PAGE EXCERPT
◇ ◇ ◇ ◇ ◇ ◇ ◇

Khatzu actually does believe in and respects grammar. What he disapproves of is the style of teaching that has you memorizing grammar rules and outputting them immediately after you learned them. This is at the heart of his classes suck and grammar doesn't exist posts.

In describing his method he repeatedly tells you to study grammar. For example take point #3 of where to get sentences:

Khatzu Wrote:3. Do you make example sentences for grammar points or just vocab?

* Yes. (Both). One of the best books for that is Naoko Chino’s All About Particles. Back in the day, I learned at least one example of every grammar point in the book. For a solid foundation in Japanese grammar, few books can be more highly recommended.
http://www.alljapaneseallthetime.com/blog/10000-sentences-where

If you read that book you'd realize it is nothing but grammar explanations and example sentences. So even a non-thinking fan following the method precisely would have a very functional grasp of grammar.


The AJATT Method - pm215 - 2009-02-01

Tobberoth Wrote:A translation is always a translation, no matter who wrote it. That's why the Tanaka Corpus is not recommended for mining even though Japanese people wrote it: It's translations. It's not natural Japanese sentences, it's natural English sentences translated to Japanese.
Actually, it's not recommended because the Tanaka corpus was written by a load of postgrad students as assigned work -- it's full of dodgy translations, machine translations, typos and henkan misses, things pulled from bilingual texts, mismatches of wrong English sentence vs Japanese, and so on and on. English sentences translated competently into natural Japanese would be a definite improvement ;-)

◇ ◇ ◇ ◇ ◇ ◇ ◇

A series of records

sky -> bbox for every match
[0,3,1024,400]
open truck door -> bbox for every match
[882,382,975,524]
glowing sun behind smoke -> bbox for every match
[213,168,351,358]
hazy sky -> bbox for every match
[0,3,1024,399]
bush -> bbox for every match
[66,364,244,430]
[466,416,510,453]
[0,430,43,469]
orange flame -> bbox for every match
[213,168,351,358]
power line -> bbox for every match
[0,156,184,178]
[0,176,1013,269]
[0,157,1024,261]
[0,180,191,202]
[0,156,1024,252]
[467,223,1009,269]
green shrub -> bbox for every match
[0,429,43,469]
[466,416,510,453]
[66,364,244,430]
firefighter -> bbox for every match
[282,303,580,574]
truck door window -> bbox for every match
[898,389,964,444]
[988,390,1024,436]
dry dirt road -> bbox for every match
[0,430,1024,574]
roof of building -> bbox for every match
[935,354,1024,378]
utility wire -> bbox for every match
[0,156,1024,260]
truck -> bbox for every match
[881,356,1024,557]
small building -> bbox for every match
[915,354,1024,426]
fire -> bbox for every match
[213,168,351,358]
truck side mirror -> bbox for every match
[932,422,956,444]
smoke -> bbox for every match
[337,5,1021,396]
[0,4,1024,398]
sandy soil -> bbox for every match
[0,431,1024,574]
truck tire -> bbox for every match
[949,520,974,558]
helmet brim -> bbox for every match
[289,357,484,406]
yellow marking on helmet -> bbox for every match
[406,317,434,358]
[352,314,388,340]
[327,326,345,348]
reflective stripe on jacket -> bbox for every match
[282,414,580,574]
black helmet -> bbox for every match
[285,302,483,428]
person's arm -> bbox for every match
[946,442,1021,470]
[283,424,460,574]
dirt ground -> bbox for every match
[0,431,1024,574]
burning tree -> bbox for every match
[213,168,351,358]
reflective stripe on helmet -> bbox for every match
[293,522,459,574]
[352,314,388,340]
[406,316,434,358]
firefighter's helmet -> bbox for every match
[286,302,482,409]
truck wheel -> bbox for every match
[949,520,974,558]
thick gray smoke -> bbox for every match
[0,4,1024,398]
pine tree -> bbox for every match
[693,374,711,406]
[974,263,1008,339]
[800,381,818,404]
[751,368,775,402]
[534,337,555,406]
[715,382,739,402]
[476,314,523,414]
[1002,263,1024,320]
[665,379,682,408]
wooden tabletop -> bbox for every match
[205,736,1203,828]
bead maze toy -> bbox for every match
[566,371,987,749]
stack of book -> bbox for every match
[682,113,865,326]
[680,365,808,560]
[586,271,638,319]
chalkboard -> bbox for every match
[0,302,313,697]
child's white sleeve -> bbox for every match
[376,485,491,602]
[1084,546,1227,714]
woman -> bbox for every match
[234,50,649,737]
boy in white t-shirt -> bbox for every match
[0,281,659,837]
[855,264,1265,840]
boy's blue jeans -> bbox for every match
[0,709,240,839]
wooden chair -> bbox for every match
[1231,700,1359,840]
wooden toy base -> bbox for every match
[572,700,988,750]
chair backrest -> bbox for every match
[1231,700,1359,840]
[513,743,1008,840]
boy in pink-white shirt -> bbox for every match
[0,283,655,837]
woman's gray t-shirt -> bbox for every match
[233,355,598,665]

◇ ◇ ◇ ◇ ◇ ◇ ◇

GIVEN PROBLEM A
In the AJATT forum excerpt, which book does Khatzu recommend for making example sentences?
GIVEN PROBLEM B
Please list every flaw in the Tanaka corpus that the AJATT forum excerpt names.
GIVEN PROBLEM C
Resume the AJATT forum excerpt from the end of the last post shown.
The records have no role in this work.

EXPECTED ANSWER A
Naoko Chino's All About Particles.

EXPECTED ANSWER B
- Dodgy translations
- Machine translations
- Typos
- Henkan misses
- Things pulled from bilingual texts
- Mismatches of wrong English sentence vs Japanese

EXPECTED ANSWER C
The AJATT Method - Nukemarine - 2009-02-01

Yikes, a pretty hefty reply chain got built up. From what I noticed:

1. You cannot purposely use Hitler to end an argument, it should come about naturally from one of the person's inability to concede defeat yet can offer no reasonable rebuttal.

2. Khatz is not offering teaching fees. He's offering consultant fees. If you're (lazy? unable? have too much money?) willing to fork over cash, he'll offer step by step advice on how he did his set-up and try to offer solutions to any problems in the interim. Pretty much EVERY online forum I attend has at least one person that e-mails me individually for advice that will only mirror what I put online. It's the penalty for offering lucid advice and responses in the online world I guess. Khatz realized that there are people willing to part with cash for advice that is out there for free for what ever reasons. That explanation is on the FREAKING LINK, it's not some hidden secret. An e-mail cannot be shared (legally in many places even), yet some insist on wanting one-on-one. Why? I don't know. Hell, go to a convention where you have a MICROPHONE to ask a question so EVERYBODY can hear the answer. Know what happens? Seminar is over and the speaker gets swamped with questions after the fact that would have been outstanding during the seminar.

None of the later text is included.